(Brief)
Exact duplicates of all entries are needed.

Items from a data source
[Start of Attachment]

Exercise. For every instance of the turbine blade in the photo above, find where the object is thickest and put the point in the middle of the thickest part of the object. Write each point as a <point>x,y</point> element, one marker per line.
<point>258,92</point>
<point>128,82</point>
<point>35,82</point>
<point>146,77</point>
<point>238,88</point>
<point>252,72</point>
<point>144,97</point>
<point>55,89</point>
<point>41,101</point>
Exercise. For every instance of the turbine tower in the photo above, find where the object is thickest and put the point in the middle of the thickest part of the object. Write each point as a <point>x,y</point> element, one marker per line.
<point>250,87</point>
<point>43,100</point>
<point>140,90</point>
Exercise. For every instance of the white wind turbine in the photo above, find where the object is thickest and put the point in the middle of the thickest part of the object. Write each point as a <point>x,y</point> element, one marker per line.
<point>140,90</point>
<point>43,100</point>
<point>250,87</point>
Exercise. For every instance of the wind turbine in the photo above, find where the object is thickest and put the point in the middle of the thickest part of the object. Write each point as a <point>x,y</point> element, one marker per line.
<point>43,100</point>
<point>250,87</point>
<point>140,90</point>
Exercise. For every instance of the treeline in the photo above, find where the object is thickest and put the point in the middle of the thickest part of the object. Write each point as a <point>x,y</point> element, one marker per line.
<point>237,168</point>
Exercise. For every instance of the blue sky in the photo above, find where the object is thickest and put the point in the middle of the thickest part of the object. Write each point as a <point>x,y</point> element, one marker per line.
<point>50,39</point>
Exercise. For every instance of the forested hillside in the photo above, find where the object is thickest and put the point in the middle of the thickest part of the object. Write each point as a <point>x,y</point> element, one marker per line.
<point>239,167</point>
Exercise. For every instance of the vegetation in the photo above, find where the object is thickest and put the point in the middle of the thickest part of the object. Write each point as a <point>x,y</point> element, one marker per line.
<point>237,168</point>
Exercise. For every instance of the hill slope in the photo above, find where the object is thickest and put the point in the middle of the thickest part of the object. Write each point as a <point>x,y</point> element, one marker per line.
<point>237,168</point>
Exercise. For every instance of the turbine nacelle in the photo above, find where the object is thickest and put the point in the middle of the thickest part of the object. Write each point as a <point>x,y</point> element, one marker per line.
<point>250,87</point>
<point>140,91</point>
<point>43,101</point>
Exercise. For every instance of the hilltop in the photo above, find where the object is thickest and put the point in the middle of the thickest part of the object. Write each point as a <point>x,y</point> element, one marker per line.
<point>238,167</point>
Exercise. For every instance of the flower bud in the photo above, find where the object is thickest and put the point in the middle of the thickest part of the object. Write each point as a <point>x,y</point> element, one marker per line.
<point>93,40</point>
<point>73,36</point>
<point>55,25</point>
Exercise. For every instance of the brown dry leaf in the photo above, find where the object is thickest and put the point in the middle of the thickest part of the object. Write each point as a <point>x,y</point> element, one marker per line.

[End of Attachment]

(Solution to this task)
Exercise. For every instance of the turbine blade in the photo above, find where the object is thickest and put the point in the middle of the thickest part of the object. Write each point as a <point>x,y</point> element, one marker per line.
<point>258,92</point>
<point>128,82</point>
<point>35,82</point>
<point>146,77</point>
<point>238,88</point>
<point>252,72</point>
<point>144,97</point>
<point>55,89</point>
<point>41,101</point>
Exercise. For every instance of the turbine tower in the photo above, find where the object is thickest and put the point in the middle of the thickest part of the object. Write each point as a <point>x,y</point> element, one marker per line.
<point>250,87</point>
<point>43,100</point>
<point>140,90</point>
Exercise. For every instance of the white wind turbine in the photo above, find where the object is thickest and put the point in the middle of the thickest part of the object. Write each point as a <point>x,y</point> element, one marker per line.
<point>140,90</point>
<point>43,100</point>
<point>250,87</point>
Exercise. For every instance of the wind turbine in the photo above, find where the object is thickest and put the point in the middle of the thickest part of the object. Write each point as a <point>x,y</point> element, one marker per line.
<point>43,100</point>
<point>250,87</point>
<point>140,90</point>
Exercise. For every instance of the treeline in the photo above, find where the object is thickest and put the point in the middle of the thickest part of the object. Write each point as a <point>x,y</point> element, one marker per line.
<point>237,168</point>
Exercise. For every instance of the blue sky in the photo above, find where the object is thickest and put the point in the middle of the thickest part of the object. Write each point as a <point>x,y</point> element, one marker per line.
<point>50,39</point>
Exercise. For every instance of the forested hillside in the photo above, find where the object is thickest and put the point in the middle of the thickest part of the object. Write each point as a <point>x,y</point> element, one marker per line.
<point>239,167</point>
Exercise. For every instance of the vegetation in the photo above, find where the object is thickest and put the point in the middle of the thickest part of the object. Write each point as a <point>x,y</point> element, one marker per line.
<point>237,168</point>
Exercise. For every instance of the hill slope in the photo above, find where the object is thickest and put the point in the middle of the thickest part of the object. Write each point as a <point>x,y</point> element, one marker per line.
<point>237,168</point>
Exercise. For every instance of the turbine nacelle in the photo above, find where the object is thickest and put the point in the middle of the thickest part of the object. Write each point as a <point>x,y</point> element, one marker per line.
<point>250,87</point>
<point>140,91</point>
<point>43,101</point>
Exercise. For every instance of the hilltop in the photo above, find where the object is thickest and put the point in the middle of the thickest part of the object. Write each point as a <point>x,y</point> element, one marker per line.
<point>238,167</point>
Exercise. For every instance of the flower bud in the photo above, find where the object is thickest and put the point in the middle of the thickest part of the object. Write each point as a <point>x,y</point> element, one marker per line.
<point>93,40</point>
<point>73,36</point>
<point>55,25</point>
Exercise. For every instance of the brown dry leaf in the photo above, find where the object is thickest and put the point in the middle of the thickest part of the object. Write each point as a <point>x,y</point> element, one marker per line.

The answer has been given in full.